* [STATED EXERCISE]: Drop all images and give the records again exactly.
* begin *
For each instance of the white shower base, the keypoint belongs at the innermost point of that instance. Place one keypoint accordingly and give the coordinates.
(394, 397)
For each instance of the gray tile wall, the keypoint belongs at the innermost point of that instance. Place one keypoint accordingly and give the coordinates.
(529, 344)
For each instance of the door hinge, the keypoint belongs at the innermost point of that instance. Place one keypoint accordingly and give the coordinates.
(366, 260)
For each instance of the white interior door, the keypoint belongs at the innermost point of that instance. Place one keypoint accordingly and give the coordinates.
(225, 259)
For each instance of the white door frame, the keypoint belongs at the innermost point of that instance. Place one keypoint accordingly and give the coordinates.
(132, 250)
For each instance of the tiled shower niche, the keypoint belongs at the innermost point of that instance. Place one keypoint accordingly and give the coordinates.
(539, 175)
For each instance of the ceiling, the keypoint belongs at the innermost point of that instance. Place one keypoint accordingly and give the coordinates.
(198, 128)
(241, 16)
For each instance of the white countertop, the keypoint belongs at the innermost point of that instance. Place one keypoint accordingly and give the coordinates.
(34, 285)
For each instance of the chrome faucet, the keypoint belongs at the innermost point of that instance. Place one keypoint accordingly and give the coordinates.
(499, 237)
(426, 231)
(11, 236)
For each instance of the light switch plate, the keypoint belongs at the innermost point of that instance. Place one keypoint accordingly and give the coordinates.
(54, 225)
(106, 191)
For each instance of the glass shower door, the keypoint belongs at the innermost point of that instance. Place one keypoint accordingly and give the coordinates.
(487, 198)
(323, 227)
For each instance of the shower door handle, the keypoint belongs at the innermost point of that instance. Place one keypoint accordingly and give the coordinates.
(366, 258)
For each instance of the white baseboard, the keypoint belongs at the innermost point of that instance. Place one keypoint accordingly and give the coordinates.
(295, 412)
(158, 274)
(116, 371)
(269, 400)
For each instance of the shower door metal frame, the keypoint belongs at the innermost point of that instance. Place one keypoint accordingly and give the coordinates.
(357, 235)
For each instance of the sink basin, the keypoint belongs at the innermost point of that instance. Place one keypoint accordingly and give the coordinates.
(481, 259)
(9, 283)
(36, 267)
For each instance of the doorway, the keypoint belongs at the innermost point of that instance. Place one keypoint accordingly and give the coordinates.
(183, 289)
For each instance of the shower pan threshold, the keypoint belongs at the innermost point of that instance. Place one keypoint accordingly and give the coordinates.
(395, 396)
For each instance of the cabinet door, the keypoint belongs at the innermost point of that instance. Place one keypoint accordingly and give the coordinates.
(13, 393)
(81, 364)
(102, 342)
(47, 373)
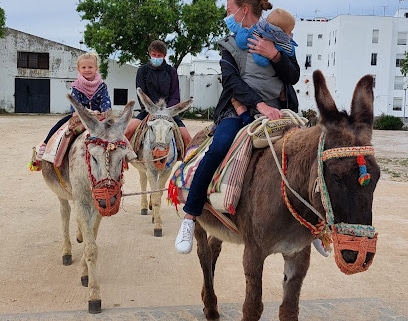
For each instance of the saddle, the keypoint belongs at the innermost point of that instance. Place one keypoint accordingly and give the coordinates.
(59, 143)
(225, 188)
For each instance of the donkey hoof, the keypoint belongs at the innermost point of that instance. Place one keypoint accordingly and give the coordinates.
(67, 259)
(84, 281)
(95, 306)
(158, 232)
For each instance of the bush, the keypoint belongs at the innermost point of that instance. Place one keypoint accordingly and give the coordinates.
(387, 122)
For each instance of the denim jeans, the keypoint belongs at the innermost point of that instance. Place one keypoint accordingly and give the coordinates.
(222, 140)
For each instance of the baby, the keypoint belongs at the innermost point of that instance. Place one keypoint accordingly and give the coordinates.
(277, 27)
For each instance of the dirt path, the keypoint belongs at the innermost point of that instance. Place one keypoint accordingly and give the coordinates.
(139, 270)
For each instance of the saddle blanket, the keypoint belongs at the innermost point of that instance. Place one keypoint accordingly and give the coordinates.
(225, 188)
(58, 145)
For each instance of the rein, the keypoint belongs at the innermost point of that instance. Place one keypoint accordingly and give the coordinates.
(105, 190)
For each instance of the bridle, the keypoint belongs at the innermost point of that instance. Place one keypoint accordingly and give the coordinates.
(105, 190)
(344, 236)
(161, 151)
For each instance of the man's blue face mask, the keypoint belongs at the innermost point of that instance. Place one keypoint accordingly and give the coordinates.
(232, 25)
(156, 62)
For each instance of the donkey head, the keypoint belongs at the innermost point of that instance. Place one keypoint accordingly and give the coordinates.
(349, 172)
(105, 152)
(160, 126)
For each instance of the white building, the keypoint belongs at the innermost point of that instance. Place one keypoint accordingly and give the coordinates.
(349, 47)
(36, 74)
(345, 49)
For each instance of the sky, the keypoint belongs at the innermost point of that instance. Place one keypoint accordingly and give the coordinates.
(58, 20)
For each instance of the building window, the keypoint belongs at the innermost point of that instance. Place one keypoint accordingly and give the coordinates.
(33, 60)
(402, 38)
(373, 59)
(308, 62)
(309, 40)
(120, 97)
(376, 33)
(399, 83)
(399, 60)
(397, 104)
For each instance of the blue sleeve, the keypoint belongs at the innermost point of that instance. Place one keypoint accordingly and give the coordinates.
(174, 94)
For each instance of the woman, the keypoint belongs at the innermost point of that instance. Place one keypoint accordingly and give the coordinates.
(258, 88)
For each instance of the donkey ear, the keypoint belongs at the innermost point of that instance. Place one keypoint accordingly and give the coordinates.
(87, 119)
(324, 100)
(125, 116)
(363, 100)
(146, 101)
(180, 107)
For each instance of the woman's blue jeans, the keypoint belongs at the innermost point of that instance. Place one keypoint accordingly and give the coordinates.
(222, 140)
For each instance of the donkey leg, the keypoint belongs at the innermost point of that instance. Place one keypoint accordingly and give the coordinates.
(65, 211)
(143, 199)
(208, 251)
(157, 181)
(253, 262)
(89, 259)
(295, 270)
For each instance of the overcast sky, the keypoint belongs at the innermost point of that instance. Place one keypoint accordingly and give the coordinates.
(58, 20)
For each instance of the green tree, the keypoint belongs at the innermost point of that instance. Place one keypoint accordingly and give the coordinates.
(2, 23)
(404, 65)
(125, 28)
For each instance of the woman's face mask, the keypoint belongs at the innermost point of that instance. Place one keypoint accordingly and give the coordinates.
(156, 62)
(232, 25)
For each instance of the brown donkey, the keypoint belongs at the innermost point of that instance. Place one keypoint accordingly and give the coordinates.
(332, 167)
* end *
* [ANSWER FOR THE TASK]:
For each instance of the white shower base, the keypoint belongs at the innermost point of that instance. Place one keypoint accordingly and give the coordinates.
(394, 397)
For each instance of the gray tile wall, the keypoint belongs at the innermost point of that instance. Place one keypoint accordingly and give the coordinates.
(529, 344)
For each instance of the door hinge, the keypoint belongs at the innermost point of that instance. Place one keypoint accordingly and give the coordinates.
(366, 260)
For each instance of the white interior door, the keypoint belongs at the innermost point of that instance. Place one keypoint accordingly and give the coordinates.
(225, 259)
For each instance of the white door frame, the keypoint belongs at the innermost point of that instance. Place one keypoint accordingly and give the coordinates.
(132, 250)
For each instance of the tiled shower niche, the keypoint belongs at the innermost point of that instance. Place one keypoint accordingly and give the coordinates.
(539, 175)
For each instance of the ceiling, the keypoint belongs at the innermost point of that instance. Place one keypoint accordingly and give the coordinates.
(198, 128)
(241, 16)
For each instance of the white countertop, the keypoint belongs at the innermost point of that instance. Place one keypoint accordingly and give the coordinates.
(34, 285)
For each instance of the chrome faucet, the keypoint belongs at the innermost point of that instance. Place one keypoint accordingly and give the coordinates.
(499, 237)
(426, 231)
(11, 236)
For each instance of the light switch plate, the keypoint belongs at the innermost point of that instance. Place one keypoint accordingly and give the coordinates.
(54, 225)
(106, 191)
For each instance of the glass shower door, the keypoint belongs at the innermost point of that instance. Place one keypoint accordingly and give the coordinates.
(487, 198)
(323, 227)
For each instance of the shower door handle, the keypoint belongs at the innermost point of that instance. Place one keypoint accordingly and give the coordinates.
(366, 258)
For each instance of the white baseboard, the keypoint belongs at the innermost point of that instance. Place one keypoint accordingly and give the coordinates.
(295, 412)
(158, 274)
(116, 371)
(269, 400)
For each instance of the shower door metal frame, the keypoint belongs at the innermost point of that instance. Place one keypoint accordingly and give the coordinates.
(357, 235)
For each instance of the sink basin, the keypoint belongs at the innermost point of that instance. Place one keypoint accordingly and give the coordinates.
(481, 259)
(9, 283)
(36, 267)
For each instance of the doorway, the keypoint belongs at the innermost point of that instance. Place one keypoint accordingly and give the coordinates.
(183, 289)
For each instance of the shower pan threshold, the keypoint belongs at the innermost point of that instance. Place one keypoint accordingly and give the coordinates.
(395, 396)
For each instance of the cabinet door, the keypoint belongs at the innermost point of that instance. Place one keypoint accordingly and give the coordinates.
(13, 393)
(81, 364)
(102, 342)
(47, 373)
For each instance of the saddle, the keypoint belongs at the innermost point of that instance. Place one keypoint accordingly and give the coordinates.
(59, 143)
(225, 188)
For each instance of the donkey hoof, the keypoint belongs at the innermost point of that instance. Place one keypoint accordingly and give the coordinates.
(67, 259)
(84, 281)
(95, 306)
(158, 232)
For each instance of the bush, the keypoint belongs at the innermost point of that instance. Place one keypoint accordingly and give the coordinates.
(387, 122)
For each instance of the denim jeans, the keypoint belongs at the innermost point of that instance. Place one keypoint accordingly and give the coordinates.
(222, 140)
For each instance of the baby, the keypoint belongs at the innermost point of that instance. Place one keypoint accordingly and give the coordinates.
(277, 27)
For each instance of the dirt path, the keypoint belongs at the innermost point of that instance. Place one keypoint accordingly and give the coordinates.
(139, 270)
For each instance of the saddle blanket, the keypoint belongs at the innermost point of that instance. Place one keypoint accordingly and give the coordinates.
(225, 188)
(58, 145)
For each instance of the rein, the keypoint belongs at the innermost point of that instance. Place one keypoint accordingly and give the coordinates.
(105, 190)
For each instance of the bridle, the keypoint belongs at the innermost point of that instance. Place one keypoint accordingly and give the coordinates.
(105, 190)
(344, 236)
(161, 151)
For each instance of the man's blue face mask, the keypoint belongs at the innermost point of that instance. Place one keypoint accordingly and give the coordinates.
(232, 25)
(156, 62)
For each instance of the donkey head, the keypoint belongs at the innermost point of that instance. Place one keypoint accordingly and give the coordinates.
(349, 172)
(105, 152)
(160, 126)
For each instance of the white building, the keypoint belongs at the innermost point of that instance. Place one keypoint accordingly and give the coordinates.
(349, 47)
(36, 74)
(345, 49)
For each instance of the sky, the keypoint belongs at the innermost point of that instance. Place one keypoint accordingly and give the coordinates.
(58, 20)
For each instance of the building window, the keypoint belongs at the innermost point of that instance. Place one keypoint accordingly and give the coordinates.
(33, 60)
(402, 38)
(373, 59)
(308, 62)
(309, 40)
(120, 97)
(376, 33)
(399, 83)
(399, 60)
(397, 104)
For each instance of the blue sleeve, the keypoint belongs at the innermost point of that instance. Place one keypoint accordingly and give the coordinates.
(174, 94)
For each instance of the woman, the keypoint belongs at the innermost point of that instance. Place one keypoint accordingly and give the coordinates.
(258, 88)
For each instance of the donkey ear, the keypoint belongs at the innermost point of that instance. Place one keypoint accordingly and give the coordinates.
(87, 119)
(324, 100)
(125, 116)
(363, 100)
(146, 101)
(180, 107)
For each instance of the woman's blue jeans, the keypoint belongs at the innermost point of that instance. Place one keypoint accordingly and give the coordinates.
(222, 140)
For each instance of the donkey leg, the keypoint belongs at the innermost point of that instance. Place one keypoint accordingly and give the coordinates.
(65, 211)
(143, 199)
(208, 251)
(157, 181)
(253, 262)
(89, 259)
(295, 270)
For each instance of the overcast sky, the keypoint belongs at the innermost point of that instance. Place one keypoint accordingly and give the coordinates.
(58, 20)
For each instance of the green tree, the keypoint belongs at the innermost point of that instance. Place one keypoint accordingly and give the coordinates.
(2, 23)
(404, 65)
(125, 28)
For each instance of the woman's face mask, the keypoint belongs at the innermost point of that instance. Place one keypoint accordingly and give the coordinates.
(156, 62)
(232, 25)
For each instance of the brown donkey, the keypoint belongs at the innermost point of that instance. Place one keypoint accordingly and give the coordinates.
(332, 167)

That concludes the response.